Task statement
The output should be all lines of the entries below in which the word "jacket" occurs.

________________________

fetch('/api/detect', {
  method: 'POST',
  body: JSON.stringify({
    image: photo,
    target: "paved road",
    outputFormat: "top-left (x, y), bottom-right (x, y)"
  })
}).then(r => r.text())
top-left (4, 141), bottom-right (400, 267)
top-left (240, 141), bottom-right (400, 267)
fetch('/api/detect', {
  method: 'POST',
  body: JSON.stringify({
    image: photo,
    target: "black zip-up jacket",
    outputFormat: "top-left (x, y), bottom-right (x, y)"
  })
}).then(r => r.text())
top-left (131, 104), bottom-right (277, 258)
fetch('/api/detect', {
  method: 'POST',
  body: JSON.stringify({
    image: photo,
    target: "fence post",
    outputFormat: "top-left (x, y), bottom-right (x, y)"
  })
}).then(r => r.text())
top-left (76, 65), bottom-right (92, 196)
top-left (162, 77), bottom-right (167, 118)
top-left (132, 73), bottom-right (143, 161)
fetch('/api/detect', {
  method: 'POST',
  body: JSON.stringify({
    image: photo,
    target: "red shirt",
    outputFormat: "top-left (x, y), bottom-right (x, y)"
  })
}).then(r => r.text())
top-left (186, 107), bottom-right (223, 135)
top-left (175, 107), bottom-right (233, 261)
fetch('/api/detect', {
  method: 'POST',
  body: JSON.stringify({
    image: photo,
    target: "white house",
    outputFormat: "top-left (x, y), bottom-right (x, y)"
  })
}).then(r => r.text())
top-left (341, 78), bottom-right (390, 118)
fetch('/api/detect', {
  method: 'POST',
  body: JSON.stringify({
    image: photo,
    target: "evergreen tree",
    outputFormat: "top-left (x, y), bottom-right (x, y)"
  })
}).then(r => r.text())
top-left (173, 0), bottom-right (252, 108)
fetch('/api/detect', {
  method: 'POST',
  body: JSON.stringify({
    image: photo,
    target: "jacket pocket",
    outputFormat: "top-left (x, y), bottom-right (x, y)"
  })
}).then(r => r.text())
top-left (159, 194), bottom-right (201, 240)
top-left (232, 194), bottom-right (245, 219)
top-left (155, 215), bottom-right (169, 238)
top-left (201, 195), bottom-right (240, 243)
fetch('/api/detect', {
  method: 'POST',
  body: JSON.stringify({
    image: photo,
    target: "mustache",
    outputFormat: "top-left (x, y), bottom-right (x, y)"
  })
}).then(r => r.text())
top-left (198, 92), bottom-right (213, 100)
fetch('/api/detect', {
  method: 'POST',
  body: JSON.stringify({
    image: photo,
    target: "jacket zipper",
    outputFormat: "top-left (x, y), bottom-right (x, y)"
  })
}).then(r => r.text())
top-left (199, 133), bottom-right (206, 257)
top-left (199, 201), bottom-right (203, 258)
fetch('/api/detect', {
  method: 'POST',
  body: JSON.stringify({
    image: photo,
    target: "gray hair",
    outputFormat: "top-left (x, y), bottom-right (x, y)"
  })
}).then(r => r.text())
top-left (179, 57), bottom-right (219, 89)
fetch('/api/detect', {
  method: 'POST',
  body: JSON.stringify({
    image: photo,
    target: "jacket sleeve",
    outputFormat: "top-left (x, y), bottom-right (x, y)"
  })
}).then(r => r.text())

________________________

Written answer
    target: "black zip-up jacket",
    target: "jacket pocket",
    target: "jacket zipper",
    target: "jacket sleeve",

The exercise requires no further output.